**Selected extract**

*** Begin section ***

As described above, when the delayed image is used as a pair image of the current image, it needs to determine left and right images using the current image and the delayed image. The left and right images may be determined in consideration of, for example, a motion object and a motion direction of the motion object. If the motion object or the motion direction are wrongly determined and thus left and right images are altered, a right stereoscopic image cannot be obtained.

Determining a motion object is to determine whether the motion object is a camera or a subject. The motion object can be determined through MV analysis. FIG. 6 is a view illustrating an example of MVs in a block unit, when a camera is fixed and a subject moves, and FIG. 7 is a view illustrating an example of MV of a block unit, when a subject is fixed and a camera moves. Referring to FIGS. 6 and 7, when a camera moves, motion occurs in the entire screen and thus, MVs also occur in the entire image, on the other hand, when the subject moves, MVs occurs only in a region where the moving subject exists. Accordingly, for determining the motion object, when the number of blocks having MV is greater than a predetermined threshold value, it is determined that the camera has moved; on the other hand, when the number of blocks having MV is equal to or smaller than the predetermined threshold value, it is determined that the subject has moved.

When the motion object is determined as described above, a motion direction is determined through MV analysis. The motion direction may be determined according to the following rule.

In the case that the motion object is a camera, if MV, specifically, a horizontal component (MVx) of MV has a positive value, it is determined that the camera moves toward the right side, on the other hand, if MV has a negative value, it is determined that the camera moves toward the left side. In the case that the motion object is a subject, opposite results can be obtained. That is, if the MV has a positive value, it is determined that the subject moves toward the left side, but if the MV has a negative value, it is determined that the subject moves toward the right side.

When the motion direction of the camera or the motion direction of the subject is determined, right image and left image are selected from the current image and the delayed image, by referring to the determined motion direction. The determination method is shown in Table 1.

TABLE 1 Type Direction(MV) Left image Right image Subject Left (+) Delayed image Original image Subject Right (−) Original image Delayed image Camera Left (+) Original image Delayed image Camera Right (−) Delayed image Original image

FIG. 8 is a view illustrating an example of how to determine the left image and the right image using the delayed image and the current image. Referring to FIG. 8, an airplane moves from the left side to the right side and a mountain is fixed. In addition, the camera is fixed. Like in the view illustrated in FIG. 5, the airplane is positioned before the mountain. In this case, when a stereoscopic image is generated using the current image as the left image and the delayed image as the right image, a negative variance is applied to the airplane and thus the air plane is viewed to protrude from the screen, but a zero variance is applied to the mountain and the mountain is viewed to be fixed on the screen. However, if the motion direction is inappropriately determined and the left image and the right image are altered, the mountain can be viewed being located before the airplane although, in fact, the airplane is positioned before the mountain.

*** End section ***

Stored items:
*** Begin section ***

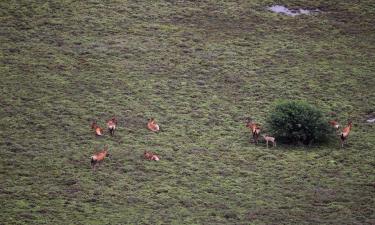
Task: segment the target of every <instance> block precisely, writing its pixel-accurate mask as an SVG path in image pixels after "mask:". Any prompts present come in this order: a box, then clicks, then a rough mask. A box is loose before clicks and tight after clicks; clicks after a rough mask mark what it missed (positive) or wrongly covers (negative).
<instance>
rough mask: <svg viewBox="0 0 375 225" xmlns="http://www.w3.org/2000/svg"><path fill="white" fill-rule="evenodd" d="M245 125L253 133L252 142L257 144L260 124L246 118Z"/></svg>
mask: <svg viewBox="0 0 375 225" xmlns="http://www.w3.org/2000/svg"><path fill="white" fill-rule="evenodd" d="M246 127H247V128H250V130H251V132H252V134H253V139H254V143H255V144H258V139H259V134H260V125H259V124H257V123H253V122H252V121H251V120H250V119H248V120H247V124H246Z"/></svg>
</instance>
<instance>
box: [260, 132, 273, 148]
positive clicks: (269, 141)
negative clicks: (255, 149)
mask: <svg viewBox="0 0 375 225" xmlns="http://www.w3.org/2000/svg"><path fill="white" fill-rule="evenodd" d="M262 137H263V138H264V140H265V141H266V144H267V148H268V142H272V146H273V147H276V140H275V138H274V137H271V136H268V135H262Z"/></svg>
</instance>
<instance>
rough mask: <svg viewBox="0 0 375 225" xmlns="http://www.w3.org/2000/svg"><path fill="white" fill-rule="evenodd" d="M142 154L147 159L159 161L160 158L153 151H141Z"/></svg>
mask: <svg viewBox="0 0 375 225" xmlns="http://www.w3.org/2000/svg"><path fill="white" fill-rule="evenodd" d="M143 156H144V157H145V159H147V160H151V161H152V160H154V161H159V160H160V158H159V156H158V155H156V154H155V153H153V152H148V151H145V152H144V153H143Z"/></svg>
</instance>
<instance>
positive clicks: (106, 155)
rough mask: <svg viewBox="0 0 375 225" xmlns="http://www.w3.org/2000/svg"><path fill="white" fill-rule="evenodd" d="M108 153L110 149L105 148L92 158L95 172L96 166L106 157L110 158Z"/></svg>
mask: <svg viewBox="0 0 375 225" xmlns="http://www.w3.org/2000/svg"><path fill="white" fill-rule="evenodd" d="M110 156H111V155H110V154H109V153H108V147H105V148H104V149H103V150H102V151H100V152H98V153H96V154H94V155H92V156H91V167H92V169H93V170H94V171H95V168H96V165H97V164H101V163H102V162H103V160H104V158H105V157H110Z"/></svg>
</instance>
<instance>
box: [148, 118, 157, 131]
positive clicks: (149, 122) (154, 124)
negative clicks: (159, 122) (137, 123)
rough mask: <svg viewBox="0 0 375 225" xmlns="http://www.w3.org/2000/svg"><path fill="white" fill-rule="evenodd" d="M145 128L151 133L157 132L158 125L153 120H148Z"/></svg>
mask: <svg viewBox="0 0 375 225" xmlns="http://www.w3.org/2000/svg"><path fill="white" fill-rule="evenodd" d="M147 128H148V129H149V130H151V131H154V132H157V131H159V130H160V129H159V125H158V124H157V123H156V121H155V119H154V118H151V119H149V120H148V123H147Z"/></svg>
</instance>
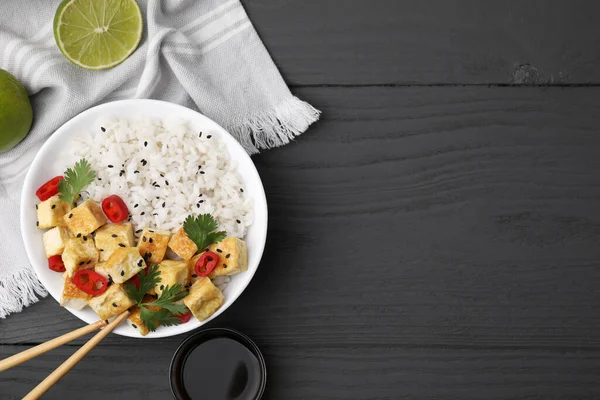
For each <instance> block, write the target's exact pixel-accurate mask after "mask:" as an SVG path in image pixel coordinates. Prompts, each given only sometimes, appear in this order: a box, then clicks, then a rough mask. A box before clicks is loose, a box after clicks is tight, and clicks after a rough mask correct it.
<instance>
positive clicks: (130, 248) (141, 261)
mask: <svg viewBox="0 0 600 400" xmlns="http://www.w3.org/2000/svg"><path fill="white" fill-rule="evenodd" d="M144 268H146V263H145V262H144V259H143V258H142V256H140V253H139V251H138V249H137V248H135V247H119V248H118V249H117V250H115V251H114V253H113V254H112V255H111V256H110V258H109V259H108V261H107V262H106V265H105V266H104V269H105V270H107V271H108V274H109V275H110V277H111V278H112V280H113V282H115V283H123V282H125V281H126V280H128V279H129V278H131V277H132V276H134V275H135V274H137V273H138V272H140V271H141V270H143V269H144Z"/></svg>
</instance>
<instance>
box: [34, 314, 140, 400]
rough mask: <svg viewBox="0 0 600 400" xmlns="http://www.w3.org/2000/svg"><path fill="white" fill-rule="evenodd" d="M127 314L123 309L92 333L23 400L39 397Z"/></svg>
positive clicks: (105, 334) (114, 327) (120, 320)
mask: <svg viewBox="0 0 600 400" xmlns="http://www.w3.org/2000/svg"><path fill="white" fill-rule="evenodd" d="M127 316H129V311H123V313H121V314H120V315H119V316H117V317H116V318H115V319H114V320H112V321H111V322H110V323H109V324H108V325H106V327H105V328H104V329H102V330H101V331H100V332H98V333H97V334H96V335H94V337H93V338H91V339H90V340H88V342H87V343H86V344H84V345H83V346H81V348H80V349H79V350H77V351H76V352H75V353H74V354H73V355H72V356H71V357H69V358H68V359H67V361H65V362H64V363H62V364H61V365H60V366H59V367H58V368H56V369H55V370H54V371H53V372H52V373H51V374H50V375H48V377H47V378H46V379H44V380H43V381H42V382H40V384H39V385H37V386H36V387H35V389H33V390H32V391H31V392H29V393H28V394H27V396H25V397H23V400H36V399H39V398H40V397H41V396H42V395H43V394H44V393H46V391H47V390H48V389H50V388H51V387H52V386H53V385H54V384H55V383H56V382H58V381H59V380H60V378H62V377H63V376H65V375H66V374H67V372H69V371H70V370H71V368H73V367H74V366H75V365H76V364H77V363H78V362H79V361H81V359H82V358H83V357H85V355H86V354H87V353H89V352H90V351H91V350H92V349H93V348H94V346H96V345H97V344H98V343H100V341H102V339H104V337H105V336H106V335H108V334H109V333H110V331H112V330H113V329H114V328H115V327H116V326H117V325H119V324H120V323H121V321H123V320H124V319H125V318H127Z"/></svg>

*** End section ***

**Work request**
According to the stereoscopic image passage, what condition leads to the determination that the camera has moved?

**Expected output**
The number of blocks having MV is greater than a predetermined threshold value.